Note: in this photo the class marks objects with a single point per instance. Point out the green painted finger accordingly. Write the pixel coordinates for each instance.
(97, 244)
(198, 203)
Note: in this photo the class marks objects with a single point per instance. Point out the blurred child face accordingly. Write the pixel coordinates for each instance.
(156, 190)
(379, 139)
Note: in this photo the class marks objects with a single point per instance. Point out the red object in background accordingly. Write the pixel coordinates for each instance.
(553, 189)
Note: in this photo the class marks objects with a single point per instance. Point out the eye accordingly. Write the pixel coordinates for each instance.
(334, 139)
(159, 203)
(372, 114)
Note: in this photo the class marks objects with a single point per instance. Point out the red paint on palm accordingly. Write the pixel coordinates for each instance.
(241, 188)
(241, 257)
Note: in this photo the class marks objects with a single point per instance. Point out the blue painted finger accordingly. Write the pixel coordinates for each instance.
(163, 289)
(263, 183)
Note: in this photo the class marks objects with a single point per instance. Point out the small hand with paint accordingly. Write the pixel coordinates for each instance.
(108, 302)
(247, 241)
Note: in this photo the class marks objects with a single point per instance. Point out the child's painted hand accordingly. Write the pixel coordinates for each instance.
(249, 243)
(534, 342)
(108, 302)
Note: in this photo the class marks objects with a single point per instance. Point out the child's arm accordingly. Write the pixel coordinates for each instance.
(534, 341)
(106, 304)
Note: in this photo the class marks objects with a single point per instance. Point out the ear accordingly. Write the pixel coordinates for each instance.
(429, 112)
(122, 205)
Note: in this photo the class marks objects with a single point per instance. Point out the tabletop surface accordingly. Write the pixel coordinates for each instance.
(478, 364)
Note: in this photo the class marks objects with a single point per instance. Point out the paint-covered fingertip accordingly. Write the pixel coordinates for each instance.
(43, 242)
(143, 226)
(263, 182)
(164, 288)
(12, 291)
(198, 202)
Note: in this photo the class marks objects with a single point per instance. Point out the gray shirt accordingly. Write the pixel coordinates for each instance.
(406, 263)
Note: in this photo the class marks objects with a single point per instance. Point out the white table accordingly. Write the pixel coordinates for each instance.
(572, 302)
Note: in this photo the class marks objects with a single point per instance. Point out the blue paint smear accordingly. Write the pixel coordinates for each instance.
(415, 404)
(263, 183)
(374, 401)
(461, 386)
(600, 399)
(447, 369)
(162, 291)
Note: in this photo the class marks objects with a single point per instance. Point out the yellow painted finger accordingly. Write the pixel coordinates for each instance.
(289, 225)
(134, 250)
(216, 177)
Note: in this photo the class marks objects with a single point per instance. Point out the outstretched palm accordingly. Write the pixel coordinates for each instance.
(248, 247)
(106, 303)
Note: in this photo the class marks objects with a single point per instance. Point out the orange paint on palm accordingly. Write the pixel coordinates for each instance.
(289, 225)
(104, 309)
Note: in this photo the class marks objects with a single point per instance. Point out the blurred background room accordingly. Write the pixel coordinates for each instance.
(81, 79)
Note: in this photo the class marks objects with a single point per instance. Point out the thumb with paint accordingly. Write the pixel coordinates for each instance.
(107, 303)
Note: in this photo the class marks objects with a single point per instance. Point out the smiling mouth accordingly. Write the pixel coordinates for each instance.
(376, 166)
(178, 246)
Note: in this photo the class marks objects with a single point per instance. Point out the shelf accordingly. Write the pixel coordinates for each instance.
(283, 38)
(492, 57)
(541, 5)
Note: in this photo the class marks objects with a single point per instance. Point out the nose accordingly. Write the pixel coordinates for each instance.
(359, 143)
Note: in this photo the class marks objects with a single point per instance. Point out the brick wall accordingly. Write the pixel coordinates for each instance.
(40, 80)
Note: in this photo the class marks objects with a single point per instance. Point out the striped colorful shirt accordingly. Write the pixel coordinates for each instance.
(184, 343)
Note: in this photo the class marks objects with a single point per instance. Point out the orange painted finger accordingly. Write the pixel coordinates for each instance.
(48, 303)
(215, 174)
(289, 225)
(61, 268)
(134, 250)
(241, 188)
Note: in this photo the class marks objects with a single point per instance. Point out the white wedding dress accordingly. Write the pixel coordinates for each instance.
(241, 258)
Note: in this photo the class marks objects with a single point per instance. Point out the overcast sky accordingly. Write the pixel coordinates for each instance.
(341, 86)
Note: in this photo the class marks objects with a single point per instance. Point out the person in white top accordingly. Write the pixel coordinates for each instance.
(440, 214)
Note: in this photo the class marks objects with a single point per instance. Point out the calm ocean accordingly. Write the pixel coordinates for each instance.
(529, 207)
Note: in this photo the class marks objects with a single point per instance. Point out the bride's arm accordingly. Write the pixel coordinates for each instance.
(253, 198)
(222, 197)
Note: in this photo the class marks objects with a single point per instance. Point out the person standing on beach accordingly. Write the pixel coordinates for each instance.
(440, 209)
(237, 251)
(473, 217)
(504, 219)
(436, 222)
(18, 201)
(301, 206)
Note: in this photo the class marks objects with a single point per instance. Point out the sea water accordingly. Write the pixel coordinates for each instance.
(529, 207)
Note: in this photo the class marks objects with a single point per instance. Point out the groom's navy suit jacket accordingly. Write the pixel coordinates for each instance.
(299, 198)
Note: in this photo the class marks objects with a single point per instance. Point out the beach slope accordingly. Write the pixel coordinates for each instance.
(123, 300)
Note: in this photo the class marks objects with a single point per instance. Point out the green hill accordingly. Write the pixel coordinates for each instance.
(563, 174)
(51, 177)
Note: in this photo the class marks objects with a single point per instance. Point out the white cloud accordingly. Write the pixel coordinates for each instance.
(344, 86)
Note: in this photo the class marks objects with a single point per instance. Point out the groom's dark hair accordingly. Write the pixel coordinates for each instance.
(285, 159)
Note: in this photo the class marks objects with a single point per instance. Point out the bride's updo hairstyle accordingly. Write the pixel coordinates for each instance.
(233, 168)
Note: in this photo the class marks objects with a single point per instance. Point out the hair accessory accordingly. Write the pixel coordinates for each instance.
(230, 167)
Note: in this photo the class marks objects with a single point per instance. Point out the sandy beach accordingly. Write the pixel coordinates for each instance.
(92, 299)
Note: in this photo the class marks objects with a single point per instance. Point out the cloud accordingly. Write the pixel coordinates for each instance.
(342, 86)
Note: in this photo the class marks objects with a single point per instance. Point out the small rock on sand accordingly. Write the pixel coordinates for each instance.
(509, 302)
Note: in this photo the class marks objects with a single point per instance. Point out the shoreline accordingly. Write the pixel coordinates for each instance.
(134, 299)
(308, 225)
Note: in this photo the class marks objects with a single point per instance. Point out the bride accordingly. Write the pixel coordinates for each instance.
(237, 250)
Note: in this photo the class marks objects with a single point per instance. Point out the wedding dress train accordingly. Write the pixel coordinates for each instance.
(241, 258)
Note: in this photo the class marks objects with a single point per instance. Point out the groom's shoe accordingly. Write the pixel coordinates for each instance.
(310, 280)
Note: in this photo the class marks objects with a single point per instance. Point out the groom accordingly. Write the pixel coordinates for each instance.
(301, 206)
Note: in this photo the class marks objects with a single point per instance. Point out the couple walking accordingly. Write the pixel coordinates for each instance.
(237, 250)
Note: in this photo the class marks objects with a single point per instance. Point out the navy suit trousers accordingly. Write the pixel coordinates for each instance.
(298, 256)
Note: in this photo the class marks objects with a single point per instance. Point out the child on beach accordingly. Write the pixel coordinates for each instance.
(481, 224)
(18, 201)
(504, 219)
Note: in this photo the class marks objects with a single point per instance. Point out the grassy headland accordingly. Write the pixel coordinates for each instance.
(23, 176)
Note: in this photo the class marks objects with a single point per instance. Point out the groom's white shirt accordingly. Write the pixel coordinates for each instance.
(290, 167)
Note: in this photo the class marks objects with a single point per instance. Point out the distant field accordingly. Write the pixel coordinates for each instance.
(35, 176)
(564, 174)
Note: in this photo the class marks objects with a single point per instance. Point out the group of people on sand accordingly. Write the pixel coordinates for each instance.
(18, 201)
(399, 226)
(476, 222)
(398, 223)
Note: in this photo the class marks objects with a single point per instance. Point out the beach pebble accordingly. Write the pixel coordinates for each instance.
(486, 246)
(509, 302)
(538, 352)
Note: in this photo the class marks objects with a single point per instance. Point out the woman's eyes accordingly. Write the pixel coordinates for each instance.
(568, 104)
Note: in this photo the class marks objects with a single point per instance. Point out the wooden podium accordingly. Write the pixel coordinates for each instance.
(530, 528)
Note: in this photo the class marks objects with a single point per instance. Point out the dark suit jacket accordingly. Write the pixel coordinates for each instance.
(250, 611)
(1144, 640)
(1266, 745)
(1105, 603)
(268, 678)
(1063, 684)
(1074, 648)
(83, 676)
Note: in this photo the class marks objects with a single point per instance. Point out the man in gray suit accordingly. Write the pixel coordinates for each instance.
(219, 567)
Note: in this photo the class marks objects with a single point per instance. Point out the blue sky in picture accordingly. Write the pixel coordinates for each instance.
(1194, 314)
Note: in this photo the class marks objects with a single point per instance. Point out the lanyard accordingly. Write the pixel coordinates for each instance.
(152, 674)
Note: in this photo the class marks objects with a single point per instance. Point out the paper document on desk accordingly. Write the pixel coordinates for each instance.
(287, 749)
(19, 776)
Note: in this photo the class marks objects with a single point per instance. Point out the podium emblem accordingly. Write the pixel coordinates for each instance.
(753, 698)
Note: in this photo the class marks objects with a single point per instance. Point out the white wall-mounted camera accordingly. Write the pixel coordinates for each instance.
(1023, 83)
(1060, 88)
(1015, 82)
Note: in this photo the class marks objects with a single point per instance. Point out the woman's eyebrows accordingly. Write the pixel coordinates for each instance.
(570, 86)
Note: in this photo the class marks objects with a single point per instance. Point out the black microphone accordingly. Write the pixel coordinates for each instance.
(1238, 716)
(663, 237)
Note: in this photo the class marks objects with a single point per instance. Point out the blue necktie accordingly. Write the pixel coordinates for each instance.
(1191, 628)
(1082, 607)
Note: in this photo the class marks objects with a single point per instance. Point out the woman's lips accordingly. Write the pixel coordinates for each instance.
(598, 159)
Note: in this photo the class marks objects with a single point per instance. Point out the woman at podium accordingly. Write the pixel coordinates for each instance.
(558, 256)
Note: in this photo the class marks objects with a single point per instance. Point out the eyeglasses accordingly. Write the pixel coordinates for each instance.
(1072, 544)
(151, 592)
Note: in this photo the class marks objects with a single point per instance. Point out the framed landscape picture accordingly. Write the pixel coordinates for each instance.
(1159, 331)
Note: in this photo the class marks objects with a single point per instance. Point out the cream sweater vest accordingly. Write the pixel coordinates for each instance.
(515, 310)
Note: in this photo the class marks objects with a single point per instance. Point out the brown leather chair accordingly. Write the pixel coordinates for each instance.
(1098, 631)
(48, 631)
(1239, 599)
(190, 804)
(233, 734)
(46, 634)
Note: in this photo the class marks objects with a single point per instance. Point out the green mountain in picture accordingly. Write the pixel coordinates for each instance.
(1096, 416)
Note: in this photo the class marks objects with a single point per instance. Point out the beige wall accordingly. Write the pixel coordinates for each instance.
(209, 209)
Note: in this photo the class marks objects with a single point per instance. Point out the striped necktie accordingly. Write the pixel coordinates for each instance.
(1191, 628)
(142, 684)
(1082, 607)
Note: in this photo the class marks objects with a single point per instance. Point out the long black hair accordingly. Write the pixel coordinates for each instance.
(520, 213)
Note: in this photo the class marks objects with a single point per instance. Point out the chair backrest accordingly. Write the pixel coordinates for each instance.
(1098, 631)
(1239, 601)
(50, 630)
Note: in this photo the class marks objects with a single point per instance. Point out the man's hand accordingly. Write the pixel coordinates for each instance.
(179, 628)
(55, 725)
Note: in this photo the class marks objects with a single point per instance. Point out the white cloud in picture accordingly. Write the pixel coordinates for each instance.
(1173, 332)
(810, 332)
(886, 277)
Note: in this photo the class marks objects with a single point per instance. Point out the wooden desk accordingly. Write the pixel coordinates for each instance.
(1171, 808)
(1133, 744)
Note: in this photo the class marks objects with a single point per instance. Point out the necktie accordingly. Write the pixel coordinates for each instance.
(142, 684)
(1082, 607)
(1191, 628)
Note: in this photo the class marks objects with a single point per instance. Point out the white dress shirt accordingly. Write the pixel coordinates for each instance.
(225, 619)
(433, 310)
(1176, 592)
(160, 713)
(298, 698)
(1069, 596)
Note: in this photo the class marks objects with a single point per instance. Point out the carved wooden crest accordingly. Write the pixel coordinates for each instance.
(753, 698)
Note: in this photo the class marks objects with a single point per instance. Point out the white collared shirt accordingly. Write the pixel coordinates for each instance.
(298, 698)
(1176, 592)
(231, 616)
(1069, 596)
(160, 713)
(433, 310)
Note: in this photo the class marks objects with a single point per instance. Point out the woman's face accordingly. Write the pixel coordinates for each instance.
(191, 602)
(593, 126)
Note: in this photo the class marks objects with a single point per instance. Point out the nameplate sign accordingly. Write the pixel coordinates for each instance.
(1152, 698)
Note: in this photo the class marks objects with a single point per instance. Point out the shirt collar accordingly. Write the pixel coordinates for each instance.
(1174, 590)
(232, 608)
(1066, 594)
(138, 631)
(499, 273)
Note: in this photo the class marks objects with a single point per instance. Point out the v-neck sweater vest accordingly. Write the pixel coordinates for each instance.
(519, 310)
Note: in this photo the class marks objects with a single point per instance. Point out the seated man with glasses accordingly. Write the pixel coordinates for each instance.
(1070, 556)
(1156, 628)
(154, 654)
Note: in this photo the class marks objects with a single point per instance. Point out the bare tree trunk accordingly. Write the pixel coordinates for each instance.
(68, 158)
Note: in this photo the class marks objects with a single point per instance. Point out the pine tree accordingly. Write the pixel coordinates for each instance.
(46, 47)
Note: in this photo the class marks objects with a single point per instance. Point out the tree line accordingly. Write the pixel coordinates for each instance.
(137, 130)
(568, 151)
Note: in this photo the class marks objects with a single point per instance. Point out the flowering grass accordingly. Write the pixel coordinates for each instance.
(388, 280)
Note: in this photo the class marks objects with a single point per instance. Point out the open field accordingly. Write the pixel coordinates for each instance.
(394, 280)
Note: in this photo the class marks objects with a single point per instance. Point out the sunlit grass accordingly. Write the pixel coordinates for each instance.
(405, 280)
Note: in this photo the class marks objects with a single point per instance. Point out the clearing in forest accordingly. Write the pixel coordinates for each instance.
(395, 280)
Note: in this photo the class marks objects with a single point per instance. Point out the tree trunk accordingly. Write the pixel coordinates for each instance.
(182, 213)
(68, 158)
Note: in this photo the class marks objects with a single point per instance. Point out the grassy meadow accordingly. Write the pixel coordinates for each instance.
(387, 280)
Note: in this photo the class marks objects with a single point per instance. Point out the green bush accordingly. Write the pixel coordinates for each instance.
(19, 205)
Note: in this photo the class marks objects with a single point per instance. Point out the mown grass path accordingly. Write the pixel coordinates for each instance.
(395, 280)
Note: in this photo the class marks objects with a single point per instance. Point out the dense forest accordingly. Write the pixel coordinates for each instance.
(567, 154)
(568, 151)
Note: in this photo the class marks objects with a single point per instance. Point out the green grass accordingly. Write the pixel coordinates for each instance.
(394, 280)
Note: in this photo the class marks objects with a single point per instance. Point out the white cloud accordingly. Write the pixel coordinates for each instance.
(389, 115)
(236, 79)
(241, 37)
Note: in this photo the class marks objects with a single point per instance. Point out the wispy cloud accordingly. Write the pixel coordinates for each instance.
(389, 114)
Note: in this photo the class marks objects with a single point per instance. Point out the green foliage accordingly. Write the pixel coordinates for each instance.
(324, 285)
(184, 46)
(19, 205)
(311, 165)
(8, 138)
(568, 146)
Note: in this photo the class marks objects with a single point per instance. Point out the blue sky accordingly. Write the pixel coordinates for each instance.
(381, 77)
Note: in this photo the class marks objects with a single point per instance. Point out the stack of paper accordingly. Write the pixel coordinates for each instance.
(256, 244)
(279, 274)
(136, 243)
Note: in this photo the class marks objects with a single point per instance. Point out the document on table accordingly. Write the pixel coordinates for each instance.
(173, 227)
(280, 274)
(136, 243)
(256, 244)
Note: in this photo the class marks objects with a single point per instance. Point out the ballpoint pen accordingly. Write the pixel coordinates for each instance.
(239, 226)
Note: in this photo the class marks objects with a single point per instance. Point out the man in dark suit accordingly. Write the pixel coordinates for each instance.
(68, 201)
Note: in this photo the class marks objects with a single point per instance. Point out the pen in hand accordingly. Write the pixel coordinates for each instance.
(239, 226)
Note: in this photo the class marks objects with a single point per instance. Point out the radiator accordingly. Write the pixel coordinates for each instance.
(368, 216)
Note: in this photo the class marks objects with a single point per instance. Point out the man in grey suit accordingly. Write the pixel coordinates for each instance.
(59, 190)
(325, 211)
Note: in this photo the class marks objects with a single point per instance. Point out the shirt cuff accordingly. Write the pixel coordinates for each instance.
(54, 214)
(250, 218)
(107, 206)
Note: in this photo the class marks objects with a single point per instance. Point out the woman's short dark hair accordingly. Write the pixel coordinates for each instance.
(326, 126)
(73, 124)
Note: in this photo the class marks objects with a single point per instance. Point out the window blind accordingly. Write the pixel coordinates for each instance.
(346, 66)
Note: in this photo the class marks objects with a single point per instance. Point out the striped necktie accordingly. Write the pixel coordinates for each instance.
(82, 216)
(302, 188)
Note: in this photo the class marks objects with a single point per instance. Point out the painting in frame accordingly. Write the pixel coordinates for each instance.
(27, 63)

WHAT TO WORK ON
Send back exactly the lines from the line with "man in grey" through the end of the records.

FINAL ANSWER
Note: in this photo the class marks objects with a single point per instance. Point out the man in grey suit accordingly. Write the pixel coordinates for each instance.
(59, 190)
(325, 211)
Note: in this photo the class marks objects with a single point per instance. Point out the shirt cuff accordingly. Write the pixel coordinates for each instance.
(54, 214)
(250, 218)
(107, 206)
Note: in this photo the class marks objects with a single point per instance. Point out the woman's short dark hair accordingly. Write the pixel coordinates for each instance.
(326, 126)
(73, 124)
Note: in this photo the class marks objects with a single point per instance. Point out the window blind accordingly. Write the pixel coordinates for each instance.
(346, 66)
Note: in this photo the class marks objects with a single point per instance. Point out the striped necktie accordingly. Write the pixel coordinates for each instance.
(82, 216)
(302, 188)
Note: in this photo the class marks objects with a single point per instance. Point out the painting in frame accordingly. Write the pixel coordinates for each instance.
(27, 63)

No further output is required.